## Task to carry out
Without any omission, reproduce the records that follow.

## Dataset entries
'''

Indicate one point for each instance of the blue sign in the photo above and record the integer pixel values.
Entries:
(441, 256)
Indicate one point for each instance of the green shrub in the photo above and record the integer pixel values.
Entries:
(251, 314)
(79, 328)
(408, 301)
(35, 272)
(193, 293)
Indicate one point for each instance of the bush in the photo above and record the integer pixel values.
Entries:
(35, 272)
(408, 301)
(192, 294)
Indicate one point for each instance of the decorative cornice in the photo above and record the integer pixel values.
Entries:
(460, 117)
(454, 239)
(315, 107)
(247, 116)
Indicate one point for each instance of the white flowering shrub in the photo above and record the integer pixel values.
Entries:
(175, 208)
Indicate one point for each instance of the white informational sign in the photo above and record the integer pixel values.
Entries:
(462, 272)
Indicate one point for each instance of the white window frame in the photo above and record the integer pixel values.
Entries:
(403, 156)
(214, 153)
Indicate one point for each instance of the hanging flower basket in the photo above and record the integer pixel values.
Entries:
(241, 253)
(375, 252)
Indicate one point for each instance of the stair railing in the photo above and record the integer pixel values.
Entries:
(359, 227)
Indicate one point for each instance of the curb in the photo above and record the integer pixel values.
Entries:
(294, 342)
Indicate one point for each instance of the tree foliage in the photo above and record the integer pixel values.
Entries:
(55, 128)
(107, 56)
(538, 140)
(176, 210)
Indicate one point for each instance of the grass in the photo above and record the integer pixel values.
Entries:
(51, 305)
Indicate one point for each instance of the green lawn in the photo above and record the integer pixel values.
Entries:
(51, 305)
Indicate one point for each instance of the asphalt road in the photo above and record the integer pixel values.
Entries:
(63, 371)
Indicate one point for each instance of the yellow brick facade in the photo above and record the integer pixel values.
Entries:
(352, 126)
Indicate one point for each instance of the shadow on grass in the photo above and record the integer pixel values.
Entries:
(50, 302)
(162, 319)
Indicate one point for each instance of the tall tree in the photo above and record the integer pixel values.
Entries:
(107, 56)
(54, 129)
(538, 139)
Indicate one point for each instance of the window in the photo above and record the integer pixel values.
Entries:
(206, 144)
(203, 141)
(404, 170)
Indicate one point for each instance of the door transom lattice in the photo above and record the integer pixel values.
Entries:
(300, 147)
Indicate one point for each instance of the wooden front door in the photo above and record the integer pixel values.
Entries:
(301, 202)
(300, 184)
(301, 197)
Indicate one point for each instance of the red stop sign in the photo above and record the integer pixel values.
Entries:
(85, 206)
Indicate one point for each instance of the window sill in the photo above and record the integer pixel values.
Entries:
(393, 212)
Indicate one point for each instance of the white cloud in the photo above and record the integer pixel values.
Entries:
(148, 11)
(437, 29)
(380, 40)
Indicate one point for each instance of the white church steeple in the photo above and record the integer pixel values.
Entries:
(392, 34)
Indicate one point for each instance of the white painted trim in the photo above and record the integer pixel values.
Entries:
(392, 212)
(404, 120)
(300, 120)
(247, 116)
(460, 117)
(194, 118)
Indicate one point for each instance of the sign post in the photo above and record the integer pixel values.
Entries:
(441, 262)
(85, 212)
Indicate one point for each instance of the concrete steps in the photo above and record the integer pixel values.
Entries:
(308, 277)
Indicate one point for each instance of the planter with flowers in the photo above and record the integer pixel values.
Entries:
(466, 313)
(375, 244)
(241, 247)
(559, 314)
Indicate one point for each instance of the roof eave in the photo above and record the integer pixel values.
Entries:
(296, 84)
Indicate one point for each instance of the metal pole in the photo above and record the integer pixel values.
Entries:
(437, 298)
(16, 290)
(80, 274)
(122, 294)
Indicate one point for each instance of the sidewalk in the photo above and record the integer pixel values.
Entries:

'''

## Answer space
Indicate one point for each instance of the blue sign in the photo above and record the integer pixel values.
Entries:
(441, 256)
Indicate one point for each instance of the green shrub in the photo above and record the integer pixel values.
Entries:
(251, 314)
(79, 328)
(408, 301)
(35, 272)
(193, 293)
Indicate one point for each instance of the bush in the photo above and record the integer pixel values.
Entries:
(35, 272)
(408, 301)
(192, 294)
Indicate one point for each instance of the decorative cornice in the photo above and record the integer pixel values.
Entries:
(460, 117)
(454, 239)
(315, 107)
(247, 116)
Indicate one point for each instance of the white flowering shrub in the photo above and record the integer pixel values.
Entries:
(175, 208)
Indicate one point for each instance of the white informational sign in the photo above and record the integer pixel values.
Entries:
(462, 272)
Indicate one point for each instance of the white window frame in the photo above and record the integer pixel values.
Entries:
(403, 156)
(214, 153)
Indicate one point for each instance of the hanging flower basket in the photo above and record the integer pixel values.
Entries:
(241, 253)
(375, 252)
Indicate one point for each instance of the stair railing in the photo above and record the integer pixel values.
Entries:
(359, 227)
Indicate one point for each instance of the curb in the photo above and record the integer pixel values.
Entries:
(294, 342)
Indicate one point for each instance of the tree foliage in the photo above and record the integer pixel values.
Entries:
(55, 128)
(107, 56)
(538, 140)
(176, 210)
Indicate one point for each instance of the grass in the photo above and record the integer pixel values.
Entries:
(51, 305)
Indicate one point for each instance of the green lawn in the photo above and record the integer pixel values.
Entries:
(51, 305)
Indicate one point for each instance of the asphalt road in the photo above and record the integer pixel values.
Entries:
(63, 371)
Indicate one point for each instance of the yellow brick facade in the photo above and record the integer pixel values.
Entries:
(352, 126)
Indicate one point for each instance of the shadow on grass in the photo above and record the integer pixel values.
Entries:
(50, 302)
(162, 319)
Indicate one point for each instance of the tall tree in the photo above and record the integer pixel values.
Entries:
(107, 56)
(54, 129)
(538, 139)
Indicate one point for each instance of the window in the photo above and record the integer pixel values.
Entries:
(206, 144)
(203, 141)
(404, 170)
Indicate one point for each instance of the door transom lattice in the photo above and record the integer pixel values.
Entries:
(300, 147)
Indicate one point for each instance of the wooden front door in the photo above and record the integer pixel values.
Entries:
(301, 202)
(300, 184)
(301, 197)
Indicate one point for each instance of the red stop sign in the photo above and record the integer pixel values.
Entries:
(85, 206)
Indicate one point for each instance of the window sill in the photo above and record the integer pixel values.
Entries:
(393, 212)
Indicate one point for each instance of the white cloud in the photo above and record the integer pixel values.
Entries:
(148, 11)
(437, 29)
(380, 40)
Indicate one point for each instance of the white church steeple in the photo above and record the integer pixel values.
Entries:
(392, 34)
Indicate one point for each instance of the white painted trim in the photo above and record the integer pixel values.
Entries:
(392, 212)
(404, 120)
(300, 120)
(247, 116)
(460, 117)
(194, 118)
Indicate one point for each instance of the sign post in the photo above and record the integer pixel values.
Entries:
(441, 262)
(85, 212)
Indicate one point for each instance of the concrete steps in the photo above and record the integer pixel values.
Entries:
(308, 277)
Indicate one point for each instance of the planter with flowers in the photo above and record the integer pixel values.
Entries:
(466, 313)
(375, 244)
(241, 247)
(559, 314)
Indicate one point for each instance of the roof eave in the photo above and record the integer pixel values.
Entries:
(296, 84)
Indicate one point for each instance of the metal pole in the photo above and record the integer pixel values.
Entries:
(437, 298)
(16, 290)
(80, 274)
(122, 294)
Indicate one point for each instance of the sidewalk in the photo above and record the integer pixel values.
Entries:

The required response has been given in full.